--- start ---

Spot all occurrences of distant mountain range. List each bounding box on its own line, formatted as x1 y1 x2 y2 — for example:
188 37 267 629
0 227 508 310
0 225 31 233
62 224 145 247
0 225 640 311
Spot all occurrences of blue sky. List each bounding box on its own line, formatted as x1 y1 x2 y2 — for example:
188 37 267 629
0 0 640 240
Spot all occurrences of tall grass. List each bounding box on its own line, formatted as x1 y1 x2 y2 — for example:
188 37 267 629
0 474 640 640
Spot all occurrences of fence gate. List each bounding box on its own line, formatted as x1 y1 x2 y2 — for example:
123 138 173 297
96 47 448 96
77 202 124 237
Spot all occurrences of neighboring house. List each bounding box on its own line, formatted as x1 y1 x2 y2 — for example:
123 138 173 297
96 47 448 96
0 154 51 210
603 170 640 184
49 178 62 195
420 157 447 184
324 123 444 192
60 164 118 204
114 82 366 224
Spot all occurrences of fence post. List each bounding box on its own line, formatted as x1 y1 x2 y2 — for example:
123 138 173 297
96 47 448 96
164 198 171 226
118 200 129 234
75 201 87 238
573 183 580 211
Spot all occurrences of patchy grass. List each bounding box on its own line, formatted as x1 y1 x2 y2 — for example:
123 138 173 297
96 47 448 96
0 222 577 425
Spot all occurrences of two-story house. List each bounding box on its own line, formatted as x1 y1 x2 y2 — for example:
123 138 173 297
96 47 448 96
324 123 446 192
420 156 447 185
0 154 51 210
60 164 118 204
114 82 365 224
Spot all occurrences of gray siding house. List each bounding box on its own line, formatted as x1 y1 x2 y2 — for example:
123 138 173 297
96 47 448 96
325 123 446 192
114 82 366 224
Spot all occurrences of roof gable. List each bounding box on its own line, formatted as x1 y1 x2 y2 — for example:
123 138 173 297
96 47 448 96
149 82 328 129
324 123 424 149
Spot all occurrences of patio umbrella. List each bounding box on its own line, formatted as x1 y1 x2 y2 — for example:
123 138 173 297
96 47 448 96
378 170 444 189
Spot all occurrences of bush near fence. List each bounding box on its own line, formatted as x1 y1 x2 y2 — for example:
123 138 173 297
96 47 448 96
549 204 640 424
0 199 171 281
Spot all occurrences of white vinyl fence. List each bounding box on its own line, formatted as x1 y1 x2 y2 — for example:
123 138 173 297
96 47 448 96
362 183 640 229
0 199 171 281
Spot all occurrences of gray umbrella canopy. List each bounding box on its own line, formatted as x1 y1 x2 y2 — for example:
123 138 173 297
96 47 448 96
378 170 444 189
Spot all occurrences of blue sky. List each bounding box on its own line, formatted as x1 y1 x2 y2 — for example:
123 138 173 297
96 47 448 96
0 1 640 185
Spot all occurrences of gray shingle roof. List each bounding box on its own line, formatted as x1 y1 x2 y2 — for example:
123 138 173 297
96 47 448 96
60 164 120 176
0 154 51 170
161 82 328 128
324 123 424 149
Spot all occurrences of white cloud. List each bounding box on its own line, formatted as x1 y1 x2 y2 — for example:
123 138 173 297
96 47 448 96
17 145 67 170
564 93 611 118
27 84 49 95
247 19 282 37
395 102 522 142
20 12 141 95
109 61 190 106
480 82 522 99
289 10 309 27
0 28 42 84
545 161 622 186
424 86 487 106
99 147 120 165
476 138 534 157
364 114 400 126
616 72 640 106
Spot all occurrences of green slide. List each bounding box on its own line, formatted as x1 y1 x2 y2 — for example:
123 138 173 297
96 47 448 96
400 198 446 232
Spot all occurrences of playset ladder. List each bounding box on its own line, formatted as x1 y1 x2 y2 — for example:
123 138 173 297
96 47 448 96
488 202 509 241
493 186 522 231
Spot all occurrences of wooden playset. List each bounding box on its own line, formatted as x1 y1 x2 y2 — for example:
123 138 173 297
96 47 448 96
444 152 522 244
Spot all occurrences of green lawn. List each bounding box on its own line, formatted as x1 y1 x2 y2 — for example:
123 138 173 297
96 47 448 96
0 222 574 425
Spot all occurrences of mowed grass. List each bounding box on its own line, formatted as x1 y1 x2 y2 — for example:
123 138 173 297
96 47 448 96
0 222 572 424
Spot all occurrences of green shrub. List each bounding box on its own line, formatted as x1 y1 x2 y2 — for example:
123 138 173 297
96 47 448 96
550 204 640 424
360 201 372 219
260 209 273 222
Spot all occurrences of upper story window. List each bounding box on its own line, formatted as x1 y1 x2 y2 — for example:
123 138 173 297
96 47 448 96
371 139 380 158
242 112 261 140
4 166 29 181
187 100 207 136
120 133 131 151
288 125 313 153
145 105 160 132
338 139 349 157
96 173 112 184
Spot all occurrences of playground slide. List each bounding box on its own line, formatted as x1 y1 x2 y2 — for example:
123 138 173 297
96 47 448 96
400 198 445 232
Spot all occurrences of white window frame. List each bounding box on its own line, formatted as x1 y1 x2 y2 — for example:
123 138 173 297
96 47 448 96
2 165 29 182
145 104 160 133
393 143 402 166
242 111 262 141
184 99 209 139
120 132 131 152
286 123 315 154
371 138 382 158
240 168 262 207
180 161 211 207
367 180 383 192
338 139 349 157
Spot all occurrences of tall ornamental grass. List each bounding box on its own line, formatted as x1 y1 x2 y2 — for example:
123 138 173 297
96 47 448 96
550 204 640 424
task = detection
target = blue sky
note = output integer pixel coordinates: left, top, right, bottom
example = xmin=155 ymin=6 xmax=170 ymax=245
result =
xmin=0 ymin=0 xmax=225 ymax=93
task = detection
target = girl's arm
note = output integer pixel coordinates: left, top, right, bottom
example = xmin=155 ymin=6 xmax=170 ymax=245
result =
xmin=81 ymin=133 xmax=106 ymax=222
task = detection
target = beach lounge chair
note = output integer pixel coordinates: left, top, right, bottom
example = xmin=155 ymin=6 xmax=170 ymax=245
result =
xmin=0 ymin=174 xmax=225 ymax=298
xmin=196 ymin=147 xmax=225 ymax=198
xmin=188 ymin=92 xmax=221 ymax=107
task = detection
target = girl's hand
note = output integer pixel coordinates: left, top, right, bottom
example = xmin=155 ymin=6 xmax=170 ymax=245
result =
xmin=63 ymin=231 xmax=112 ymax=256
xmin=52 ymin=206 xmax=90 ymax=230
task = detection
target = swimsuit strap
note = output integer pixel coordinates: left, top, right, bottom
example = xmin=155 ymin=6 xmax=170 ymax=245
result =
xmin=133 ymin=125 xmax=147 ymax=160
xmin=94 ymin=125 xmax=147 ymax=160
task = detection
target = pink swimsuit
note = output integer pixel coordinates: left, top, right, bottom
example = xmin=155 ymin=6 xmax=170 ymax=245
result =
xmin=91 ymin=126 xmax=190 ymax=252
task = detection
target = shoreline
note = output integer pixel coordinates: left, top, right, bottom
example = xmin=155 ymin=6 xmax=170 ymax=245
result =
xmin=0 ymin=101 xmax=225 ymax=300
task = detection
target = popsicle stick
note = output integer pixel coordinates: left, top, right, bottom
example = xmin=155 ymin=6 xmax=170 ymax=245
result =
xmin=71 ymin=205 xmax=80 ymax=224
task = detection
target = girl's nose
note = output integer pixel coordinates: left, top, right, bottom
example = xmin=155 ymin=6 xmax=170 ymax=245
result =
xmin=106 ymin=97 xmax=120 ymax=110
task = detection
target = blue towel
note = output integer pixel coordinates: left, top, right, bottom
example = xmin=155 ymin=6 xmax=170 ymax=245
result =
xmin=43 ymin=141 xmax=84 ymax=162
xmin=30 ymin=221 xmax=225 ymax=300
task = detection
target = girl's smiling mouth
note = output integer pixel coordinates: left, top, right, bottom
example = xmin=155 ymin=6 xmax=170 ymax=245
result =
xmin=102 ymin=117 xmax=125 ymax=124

--- end ---
--- start ---

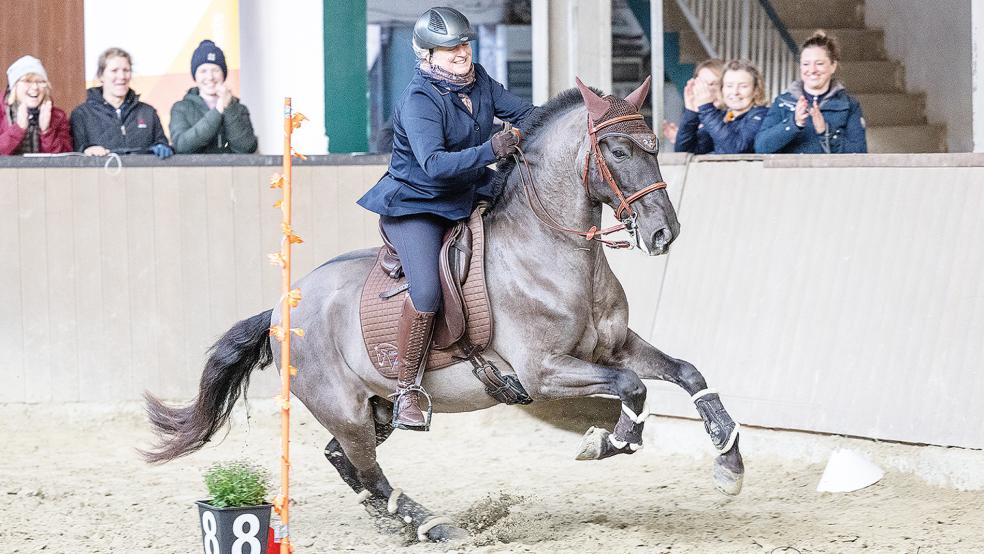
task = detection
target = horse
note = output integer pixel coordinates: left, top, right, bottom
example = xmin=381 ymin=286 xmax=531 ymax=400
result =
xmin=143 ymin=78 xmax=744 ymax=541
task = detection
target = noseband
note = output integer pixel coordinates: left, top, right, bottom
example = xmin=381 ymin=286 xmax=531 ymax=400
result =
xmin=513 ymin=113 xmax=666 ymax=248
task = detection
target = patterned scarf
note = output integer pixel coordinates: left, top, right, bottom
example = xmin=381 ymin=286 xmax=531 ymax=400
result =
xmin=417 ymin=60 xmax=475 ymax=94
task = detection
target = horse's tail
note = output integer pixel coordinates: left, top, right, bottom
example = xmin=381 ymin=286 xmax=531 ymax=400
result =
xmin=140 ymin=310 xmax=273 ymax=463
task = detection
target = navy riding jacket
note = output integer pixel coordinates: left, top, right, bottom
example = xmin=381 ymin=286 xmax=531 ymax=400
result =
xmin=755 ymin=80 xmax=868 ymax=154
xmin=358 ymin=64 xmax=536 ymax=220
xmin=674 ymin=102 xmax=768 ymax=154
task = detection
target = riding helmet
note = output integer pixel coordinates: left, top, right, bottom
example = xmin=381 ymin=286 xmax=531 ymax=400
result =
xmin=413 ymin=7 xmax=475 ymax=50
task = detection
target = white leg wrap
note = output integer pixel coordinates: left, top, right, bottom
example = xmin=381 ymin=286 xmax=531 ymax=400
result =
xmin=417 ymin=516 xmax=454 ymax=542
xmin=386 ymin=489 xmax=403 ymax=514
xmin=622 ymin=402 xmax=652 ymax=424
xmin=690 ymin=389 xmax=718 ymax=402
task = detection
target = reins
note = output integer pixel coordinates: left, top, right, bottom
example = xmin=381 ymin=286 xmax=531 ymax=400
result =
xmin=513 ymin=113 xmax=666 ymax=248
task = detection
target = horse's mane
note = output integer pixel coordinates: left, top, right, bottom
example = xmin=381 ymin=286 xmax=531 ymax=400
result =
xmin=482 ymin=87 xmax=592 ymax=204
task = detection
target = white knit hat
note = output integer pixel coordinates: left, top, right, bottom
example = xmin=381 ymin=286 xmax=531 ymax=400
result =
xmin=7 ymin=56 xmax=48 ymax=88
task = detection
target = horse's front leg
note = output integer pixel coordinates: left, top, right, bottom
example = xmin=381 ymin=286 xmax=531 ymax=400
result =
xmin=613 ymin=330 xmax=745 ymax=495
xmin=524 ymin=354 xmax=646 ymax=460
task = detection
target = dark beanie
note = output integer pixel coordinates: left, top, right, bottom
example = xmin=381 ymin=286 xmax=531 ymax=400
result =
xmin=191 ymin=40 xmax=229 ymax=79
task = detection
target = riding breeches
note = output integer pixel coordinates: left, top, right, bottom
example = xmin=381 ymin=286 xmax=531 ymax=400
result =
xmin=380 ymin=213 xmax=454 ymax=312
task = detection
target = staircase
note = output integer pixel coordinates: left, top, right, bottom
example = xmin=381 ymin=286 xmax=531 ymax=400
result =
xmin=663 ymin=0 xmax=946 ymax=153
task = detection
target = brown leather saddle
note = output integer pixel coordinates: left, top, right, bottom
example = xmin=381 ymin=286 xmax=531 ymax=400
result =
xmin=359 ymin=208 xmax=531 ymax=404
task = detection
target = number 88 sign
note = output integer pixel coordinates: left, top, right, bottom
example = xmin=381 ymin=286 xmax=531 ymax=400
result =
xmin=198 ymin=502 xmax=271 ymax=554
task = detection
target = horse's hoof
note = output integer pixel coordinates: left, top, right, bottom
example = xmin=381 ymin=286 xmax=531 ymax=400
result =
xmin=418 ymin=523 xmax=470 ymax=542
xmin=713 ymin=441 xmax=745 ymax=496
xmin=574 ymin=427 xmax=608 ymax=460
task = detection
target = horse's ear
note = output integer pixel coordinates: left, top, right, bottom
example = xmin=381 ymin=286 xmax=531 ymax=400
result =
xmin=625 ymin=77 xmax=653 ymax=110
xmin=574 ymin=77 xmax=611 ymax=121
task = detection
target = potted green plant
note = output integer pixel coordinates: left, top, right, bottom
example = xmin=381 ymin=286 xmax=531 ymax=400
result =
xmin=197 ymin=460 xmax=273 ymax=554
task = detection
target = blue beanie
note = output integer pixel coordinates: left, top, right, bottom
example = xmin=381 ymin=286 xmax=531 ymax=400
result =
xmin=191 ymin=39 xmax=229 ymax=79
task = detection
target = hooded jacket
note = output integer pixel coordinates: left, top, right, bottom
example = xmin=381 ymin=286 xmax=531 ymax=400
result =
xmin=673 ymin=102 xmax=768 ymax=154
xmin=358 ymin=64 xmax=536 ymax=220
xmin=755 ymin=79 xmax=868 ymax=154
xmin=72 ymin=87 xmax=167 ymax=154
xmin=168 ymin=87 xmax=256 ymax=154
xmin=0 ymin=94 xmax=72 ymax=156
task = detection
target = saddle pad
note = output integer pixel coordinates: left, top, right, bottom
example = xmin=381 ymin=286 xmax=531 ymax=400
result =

--- end ---

# STATED GOAL
Reproduce the material from the line containing "Spot all occurrences of distant" down to the line containing "0 225 640 311", both lines included, adding -85 to each bounding box coordinate in the answers while leaving the format illustration coordinates unchanged.

# OUTPUT OF THE TASK
Spot all occurrences of distant mountain range. List each bounding box on its own line, formatted as x1 y1 x2 y2 — for example:
188 37 267 629
-85 142 423 225
-85 140 -54 148
-23 139 60 162
-85 140 555 226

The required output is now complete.